(DATA TO USE Opens)

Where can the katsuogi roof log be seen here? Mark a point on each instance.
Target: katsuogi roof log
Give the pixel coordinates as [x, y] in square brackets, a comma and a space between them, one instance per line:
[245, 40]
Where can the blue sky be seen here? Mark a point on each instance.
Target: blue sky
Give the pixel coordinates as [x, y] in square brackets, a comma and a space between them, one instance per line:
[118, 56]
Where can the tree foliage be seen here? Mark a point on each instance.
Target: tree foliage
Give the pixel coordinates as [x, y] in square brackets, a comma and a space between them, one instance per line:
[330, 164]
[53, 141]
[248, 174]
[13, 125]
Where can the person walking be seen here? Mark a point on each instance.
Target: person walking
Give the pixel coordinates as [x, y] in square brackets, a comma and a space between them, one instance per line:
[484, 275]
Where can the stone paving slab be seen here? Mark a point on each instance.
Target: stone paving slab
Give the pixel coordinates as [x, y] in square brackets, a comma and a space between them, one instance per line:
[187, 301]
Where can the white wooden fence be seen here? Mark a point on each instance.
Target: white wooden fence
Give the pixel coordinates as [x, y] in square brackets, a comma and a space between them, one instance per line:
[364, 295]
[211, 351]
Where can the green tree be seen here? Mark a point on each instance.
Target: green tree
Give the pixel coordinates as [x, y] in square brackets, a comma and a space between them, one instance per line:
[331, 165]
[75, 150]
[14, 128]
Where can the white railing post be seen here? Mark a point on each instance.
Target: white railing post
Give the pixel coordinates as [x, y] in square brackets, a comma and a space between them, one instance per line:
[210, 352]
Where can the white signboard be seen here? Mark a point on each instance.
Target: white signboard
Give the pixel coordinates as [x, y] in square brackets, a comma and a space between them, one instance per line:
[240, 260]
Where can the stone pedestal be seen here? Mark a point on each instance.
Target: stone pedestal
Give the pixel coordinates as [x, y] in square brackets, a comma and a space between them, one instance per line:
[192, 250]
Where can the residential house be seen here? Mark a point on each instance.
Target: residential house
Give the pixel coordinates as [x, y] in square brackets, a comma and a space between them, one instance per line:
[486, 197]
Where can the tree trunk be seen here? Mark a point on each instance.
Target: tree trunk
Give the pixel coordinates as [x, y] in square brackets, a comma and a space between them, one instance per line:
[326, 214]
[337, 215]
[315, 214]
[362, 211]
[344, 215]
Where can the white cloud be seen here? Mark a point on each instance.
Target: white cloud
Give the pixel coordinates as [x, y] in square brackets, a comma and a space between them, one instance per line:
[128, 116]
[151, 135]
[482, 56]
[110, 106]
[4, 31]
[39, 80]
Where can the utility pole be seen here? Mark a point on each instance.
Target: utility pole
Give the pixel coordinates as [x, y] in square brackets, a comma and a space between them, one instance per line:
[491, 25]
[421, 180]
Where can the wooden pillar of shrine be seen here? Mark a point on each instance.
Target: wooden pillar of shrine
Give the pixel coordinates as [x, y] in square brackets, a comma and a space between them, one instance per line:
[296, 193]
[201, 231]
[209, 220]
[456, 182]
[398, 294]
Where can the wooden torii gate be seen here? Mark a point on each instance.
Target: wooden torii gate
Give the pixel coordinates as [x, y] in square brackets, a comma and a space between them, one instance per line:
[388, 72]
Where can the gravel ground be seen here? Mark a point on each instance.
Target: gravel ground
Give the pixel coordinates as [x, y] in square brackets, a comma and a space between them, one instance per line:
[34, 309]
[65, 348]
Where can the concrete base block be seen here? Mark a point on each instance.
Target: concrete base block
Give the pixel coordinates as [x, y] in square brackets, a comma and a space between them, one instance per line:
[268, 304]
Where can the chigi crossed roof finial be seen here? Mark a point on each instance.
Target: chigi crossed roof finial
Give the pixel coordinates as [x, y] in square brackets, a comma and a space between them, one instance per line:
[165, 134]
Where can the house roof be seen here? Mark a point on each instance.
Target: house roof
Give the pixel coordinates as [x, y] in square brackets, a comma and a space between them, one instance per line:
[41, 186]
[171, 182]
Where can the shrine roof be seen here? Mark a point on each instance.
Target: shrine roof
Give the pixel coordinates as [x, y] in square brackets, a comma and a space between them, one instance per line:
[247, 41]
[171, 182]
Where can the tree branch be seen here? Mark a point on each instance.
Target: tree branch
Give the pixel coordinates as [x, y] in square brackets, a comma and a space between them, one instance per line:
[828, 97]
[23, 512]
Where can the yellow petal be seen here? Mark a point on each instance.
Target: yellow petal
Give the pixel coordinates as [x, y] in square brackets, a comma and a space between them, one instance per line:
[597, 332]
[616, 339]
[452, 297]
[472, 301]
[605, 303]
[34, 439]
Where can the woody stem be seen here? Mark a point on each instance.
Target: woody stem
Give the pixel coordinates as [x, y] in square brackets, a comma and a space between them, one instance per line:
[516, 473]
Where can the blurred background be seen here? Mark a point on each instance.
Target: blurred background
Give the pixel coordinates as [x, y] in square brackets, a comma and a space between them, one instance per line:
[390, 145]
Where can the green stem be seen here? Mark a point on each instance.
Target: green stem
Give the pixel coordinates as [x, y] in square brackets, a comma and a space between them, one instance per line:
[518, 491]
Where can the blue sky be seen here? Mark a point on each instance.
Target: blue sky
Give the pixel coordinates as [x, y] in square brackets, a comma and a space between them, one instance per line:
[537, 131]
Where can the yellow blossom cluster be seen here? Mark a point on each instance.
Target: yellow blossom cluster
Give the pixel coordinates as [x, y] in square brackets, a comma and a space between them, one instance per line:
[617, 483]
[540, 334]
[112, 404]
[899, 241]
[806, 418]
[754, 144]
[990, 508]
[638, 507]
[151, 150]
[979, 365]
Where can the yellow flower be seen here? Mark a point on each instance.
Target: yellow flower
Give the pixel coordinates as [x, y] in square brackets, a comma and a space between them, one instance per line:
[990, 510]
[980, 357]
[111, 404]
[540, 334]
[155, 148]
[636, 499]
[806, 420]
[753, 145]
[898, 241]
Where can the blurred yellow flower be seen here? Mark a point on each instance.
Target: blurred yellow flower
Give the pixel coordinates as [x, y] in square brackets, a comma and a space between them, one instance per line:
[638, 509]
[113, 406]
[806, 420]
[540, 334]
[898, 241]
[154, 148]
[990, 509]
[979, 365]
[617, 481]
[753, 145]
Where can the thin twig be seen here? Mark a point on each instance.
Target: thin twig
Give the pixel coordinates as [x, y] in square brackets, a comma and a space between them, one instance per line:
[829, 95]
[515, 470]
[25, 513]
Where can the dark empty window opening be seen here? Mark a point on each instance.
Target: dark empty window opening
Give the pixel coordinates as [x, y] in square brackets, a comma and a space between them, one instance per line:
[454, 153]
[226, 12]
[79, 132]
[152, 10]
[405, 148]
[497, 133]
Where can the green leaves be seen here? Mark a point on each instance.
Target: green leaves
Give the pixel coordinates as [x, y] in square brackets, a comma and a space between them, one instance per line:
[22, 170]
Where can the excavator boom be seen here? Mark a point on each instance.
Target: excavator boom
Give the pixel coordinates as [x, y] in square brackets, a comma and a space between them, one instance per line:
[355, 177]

(DATA TO USE Closes)

- TASK GOAL -
Filter the lines above so that only those with the string "blossom" remain, then copy them.

- THE COMPLETED TASK -
Where can the yellow blossom cluster be seen here? Mark a point on each instance.
Target: yellow blossom cluster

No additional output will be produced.